● **EXTRACTED TEXT**:

★ ★ ★ ★ ★

The FOC would include in its recommendation for support, the calculations upon which the support amount is based, the amount of support based on actual income (if the recommendation is based on imputed income), and all factual assumptions upon which the imputed income is based.  The FOC would be permitted to impute income to a party who fails or refused to provide information to the office. 

At a hearing on a party’s objection to an FOC recommendation, the trier of fact would be permitted to consider the FOC’s recommendation as evidence to prove a fact relevant to the support calculation when no other evidence is presented concerning that fact, and if the parties agree or no objection to its use for that purpose is made.  The court would not require a substantial change in circumstances as a condition for modifying a support order when support is adjusted under 17(1), which applies to a support order that is reviewed during the 36-month reviewing cycle because the child is supported by public assistance, at the initiative of the FOC, at the direction of the court, or upon request from either party or an initiating state.  However, upon a motion filed by a party to modify support, the court could only modify support upon finding a substantial change in circumstances, including health care coverage becoming newly available to a party. 

Friend of the Court Bureau.  Under the act, the FOC Bureau is required to establish a nine-person state advisory committee, composed of members who also serve on a local citizen advisory committee.  Under the bill, the commission would remain the same, except that preference would be given to a member of a citizen advisory committee (rather than requiring that each state committee member also serve on the local committee). [Note: the same provision is also contained in House Bill 4776.] In addition, the bill would add that the FOC Bureau would be required to develop guidelines for imputing income for the calculation of child support. 

MCL 552.517 et al.

 

House Bill 4774

 

Under the Support and Parenting Time Enforcement Act, each January 1 and July 1, a surcharge calculated at an eight percent annual rate is added to support payments that are past due as of those dates.  For the purpose of calculating the surcharge, the amount due according to Friend of the Court records on January 1 and July 1 is reduced by an amount equal to the support for one month.  In addition, any money received for the payment of support is first credited to the current support and then to any arrearage (including any surcharges).

★ ★ ★ ★ ★

● **EXTRACTED DATA**:
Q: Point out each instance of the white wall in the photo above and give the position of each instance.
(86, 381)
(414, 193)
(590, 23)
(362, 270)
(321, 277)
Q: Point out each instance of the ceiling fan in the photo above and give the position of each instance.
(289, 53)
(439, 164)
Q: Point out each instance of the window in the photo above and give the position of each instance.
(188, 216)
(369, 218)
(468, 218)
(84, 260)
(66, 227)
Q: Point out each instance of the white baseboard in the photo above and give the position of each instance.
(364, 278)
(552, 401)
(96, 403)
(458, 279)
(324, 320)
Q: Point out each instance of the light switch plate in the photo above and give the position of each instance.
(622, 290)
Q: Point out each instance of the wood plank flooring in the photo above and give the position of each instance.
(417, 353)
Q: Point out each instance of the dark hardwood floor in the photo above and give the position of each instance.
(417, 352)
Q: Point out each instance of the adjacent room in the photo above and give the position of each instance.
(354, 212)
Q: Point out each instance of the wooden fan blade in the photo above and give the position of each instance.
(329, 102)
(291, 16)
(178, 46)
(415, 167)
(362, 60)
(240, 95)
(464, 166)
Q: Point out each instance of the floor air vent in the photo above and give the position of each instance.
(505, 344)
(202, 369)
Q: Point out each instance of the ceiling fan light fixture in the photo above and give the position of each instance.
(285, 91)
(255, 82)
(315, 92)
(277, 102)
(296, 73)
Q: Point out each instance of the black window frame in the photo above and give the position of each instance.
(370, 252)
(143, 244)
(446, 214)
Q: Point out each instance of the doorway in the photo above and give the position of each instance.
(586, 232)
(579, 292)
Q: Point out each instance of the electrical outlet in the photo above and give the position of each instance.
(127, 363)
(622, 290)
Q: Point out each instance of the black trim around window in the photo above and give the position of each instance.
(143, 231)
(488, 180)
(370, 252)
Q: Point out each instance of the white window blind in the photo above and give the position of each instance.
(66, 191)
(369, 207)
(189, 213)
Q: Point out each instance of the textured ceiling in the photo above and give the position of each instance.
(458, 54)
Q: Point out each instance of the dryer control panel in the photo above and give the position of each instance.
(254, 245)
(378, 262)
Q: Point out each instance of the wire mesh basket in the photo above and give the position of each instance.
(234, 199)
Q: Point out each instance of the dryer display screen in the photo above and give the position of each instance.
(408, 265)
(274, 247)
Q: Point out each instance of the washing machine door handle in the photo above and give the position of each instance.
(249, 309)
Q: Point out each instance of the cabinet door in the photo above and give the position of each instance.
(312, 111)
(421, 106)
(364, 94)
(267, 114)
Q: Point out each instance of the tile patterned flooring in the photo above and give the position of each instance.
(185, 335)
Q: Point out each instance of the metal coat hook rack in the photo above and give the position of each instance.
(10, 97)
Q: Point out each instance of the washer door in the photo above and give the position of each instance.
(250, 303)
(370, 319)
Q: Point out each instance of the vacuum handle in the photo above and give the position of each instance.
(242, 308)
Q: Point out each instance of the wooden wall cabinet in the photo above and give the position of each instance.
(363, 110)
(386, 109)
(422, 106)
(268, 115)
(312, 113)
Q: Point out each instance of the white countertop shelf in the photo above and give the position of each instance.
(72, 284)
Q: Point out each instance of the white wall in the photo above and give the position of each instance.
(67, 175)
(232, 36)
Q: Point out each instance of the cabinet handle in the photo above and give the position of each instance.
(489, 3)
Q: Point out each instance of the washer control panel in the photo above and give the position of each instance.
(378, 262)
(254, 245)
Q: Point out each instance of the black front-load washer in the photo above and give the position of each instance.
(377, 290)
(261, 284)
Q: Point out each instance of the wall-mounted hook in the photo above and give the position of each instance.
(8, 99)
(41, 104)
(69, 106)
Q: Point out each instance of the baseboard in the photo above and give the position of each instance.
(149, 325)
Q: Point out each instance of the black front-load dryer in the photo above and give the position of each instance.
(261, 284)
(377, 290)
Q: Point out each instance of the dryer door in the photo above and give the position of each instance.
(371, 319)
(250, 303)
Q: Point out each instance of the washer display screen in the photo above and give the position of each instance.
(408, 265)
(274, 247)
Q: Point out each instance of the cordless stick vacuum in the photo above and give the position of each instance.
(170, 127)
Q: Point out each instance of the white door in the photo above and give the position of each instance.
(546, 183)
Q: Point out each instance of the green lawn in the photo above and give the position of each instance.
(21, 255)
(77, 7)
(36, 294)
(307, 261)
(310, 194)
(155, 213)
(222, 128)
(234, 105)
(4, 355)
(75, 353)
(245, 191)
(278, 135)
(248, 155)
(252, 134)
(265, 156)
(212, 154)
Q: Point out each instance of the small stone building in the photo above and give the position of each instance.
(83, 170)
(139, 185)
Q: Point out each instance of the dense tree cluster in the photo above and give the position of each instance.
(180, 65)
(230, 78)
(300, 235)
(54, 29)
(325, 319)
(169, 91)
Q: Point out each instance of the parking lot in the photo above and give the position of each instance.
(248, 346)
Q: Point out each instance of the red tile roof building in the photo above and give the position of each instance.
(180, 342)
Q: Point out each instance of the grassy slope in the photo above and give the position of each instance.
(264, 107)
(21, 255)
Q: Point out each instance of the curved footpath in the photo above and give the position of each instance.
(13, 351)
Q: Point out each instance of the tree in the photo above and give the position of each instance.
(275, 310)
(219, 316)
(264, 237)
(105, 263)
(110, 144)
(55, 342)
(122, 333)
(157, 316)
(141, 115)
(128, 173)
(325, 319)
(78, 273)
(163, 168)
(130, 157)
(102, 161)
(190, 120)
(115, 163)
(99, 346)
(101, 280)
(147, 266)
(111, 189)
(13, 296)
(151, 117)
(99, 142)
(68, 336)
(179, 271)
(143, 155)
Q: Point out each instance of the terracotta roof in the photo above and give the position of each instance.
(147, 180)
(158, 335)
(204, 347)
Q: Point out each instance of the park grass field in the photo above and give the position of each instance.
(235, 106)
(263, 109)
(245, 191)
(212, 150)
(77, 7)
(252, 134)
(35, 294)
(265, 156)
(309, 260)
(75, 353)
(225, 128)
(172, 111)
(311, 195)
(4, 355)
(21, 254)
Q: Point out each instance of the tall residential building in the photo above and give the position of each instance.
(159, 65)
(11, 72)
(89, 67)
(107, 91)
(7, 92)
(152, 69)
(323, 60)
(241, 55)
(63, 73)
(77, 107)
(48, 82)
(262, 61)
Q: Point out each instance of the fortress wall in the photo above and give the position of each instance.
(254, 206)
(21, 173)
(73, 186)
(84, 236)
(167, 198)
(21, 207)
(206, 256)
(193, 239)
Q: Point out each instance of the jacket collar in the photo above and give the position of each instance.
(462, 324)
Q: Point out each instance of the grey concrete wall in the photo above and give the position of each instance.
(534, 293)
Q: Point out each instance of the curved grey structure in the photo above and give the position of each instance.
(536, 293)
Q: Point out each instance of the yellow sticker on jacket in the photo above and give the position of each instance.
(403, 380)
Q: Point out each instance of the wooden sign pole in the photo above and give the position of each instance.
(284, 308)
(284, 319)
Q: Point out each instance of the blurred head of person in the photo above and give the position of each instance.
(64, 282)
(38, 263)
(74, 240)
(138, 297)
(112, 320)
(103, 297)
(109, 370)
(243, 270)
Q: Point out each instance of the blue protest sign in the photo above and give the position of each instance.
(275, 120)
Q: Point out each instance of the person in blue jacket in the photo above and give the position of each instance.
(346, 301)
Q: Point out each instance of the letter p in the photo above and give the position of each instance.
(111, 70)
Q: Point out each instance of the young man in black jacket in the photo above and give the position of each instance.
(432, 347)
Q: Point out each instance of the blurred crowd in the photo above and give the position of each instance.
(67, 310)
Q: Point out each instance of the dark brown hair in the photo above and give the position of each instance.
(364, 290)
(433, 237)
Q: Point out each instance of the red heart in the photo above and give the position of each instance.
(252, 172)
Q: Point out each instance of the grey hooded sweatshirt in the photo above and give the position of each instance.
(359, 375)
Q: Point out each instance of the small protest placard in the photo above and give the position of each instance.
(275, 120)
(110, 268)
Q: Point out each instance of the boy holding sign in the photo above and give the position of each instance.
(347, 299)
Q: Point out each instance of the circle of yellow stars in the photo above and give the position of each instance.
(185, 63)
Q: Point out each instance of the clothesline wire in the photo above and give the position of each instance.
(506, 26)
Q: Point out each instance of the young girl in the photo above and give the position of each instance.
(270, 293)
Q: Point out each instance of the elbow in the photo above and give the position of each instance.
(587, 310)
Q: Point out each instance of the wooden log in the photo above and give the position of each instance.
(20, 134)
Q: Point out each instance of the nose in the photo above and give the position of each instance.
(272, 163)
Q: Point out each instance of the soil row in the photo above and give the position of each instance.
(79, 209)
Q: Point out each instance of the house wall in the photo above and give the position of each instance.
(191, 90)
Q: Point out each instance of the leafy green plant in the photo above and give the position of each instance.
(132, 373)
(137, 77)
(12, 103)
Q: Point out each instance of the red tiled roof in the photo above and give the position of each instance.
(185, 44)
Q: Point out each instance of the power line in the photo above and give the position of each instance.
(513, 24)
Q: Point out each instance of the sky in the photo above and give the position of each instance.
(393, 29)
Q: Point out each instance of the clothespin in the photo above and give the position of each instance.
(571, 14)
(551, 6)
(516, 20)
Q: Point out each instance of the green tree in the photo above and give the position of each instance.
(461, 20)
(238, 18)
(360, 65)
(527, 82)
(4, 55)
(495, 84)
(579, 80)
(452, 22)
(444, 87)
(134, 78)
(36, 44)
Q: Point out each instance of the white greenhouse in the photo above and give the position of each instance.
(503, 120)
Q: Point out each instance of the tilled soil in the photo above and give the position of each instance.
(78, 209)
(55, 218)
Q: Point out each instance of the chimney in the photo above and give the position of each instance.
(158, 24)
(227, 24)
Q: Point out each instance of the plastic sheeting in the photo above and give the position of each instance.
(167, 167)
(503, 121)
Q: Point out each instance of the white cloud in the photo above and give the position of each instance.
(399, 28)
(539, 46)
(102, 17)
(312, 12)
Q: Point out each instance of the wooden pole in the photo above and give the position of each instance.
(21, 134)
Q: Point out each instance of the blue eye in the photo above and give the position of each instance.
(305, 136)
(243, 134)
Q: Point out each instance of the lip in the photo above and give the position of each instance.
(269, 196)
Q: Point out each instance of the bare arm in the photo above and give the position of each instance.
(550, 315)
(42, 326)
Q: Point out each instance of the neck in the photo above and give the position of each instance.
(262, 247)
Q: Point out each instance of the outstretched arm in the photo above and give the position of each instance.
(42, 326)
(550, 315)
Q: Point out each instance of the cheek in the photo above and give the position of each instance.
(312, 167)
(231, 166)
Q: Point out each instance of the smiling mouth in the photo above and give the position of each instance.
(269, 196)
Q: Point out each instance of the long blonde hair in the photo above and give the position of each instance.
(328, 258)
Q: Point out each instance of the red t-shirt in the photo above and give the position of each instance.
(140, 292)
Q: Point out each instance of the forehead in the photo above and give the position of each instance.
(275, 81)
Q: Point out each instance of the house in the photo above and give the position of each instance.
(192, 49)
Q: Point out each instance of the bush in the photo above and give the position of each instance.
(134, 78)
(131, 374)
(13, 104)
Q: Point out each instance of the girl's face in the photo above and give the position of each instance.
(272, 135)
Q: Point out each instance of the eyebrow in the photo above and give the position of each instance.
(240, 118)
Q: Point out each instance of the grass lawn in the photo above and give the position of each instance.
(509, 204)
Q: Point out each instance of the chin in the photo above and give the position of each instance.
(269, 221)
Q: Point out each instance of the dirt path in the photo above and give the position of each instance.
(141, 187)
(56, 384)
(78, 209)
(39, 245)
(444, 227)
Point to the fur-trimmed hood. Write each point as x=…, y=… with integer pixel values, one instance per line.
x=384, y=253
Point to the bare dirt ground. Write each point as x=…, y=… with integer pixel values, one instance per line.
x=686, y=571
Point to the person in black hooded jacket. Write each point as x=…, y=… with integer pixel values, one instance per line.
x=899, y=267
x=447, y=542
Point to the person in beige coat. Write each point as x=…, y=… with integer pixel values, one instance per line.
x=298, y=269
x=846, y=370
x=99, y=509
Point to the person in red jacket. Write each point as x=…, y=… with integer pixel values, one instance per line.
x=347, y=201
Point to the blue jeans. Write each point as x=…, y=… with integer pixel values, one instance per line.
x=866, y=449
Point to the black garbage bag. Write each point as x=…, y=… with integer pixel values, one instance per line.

★ ★ ★ ★ ★

● **REQUIREMENT A**: Reproduce everything in the child support text from "The FOC would include" down to "to the office.".
● **REQUIREMENT B**: Extend the child support text onward from its final sentence.

● **EXERCISE OUTPUT A**:
The FOC would include in its recommendation for support, the calculations upon which the support amount is based, the amount of support based on actual income (if the recommendation is based on imputed income), and all factual assumptions upon which the imputed income is based.  The FOC would be permitted to impute income to a party who fails or refused to provide information to the office.

● **EXERCISE OUTPUT B**:
The bill would delete the above provisions, and states that, for a Friend of the Court case, a surcharge on any past due support would be computed at four percent for each semi-annual cycle each January 1 and July (except as otherwise provided), and the amount of the surcharge would not compound. The surcharge would not be assessed for the current semiannual cycle under the following circumstances:

·  Beginning on April 1, 2004, in cases in which the Friend of the Court is collecting on a current child support obligation, the payer has paid at least 90 percent of the most recent semiannual obligation, and the total arrearage as of the assessment date is less than the total arrearage on the assessment date of the previous semi-annual cycle. 

·  For a support order entered after the bill’s effective date, for any period of time in which a support order did not exist when support is ordered for that period. 

· The support order is waived or abated under a court order. 

The surcharge would be collected and enforced by any means authorized under the act, the Friend of the Court Act, or other appropriate state or federal law for the enforcement and collection of child support.  Further, a surcharge would not be considered as support until it is actually collected, and any surcharge collected would be paid as additional support to the recipient of support.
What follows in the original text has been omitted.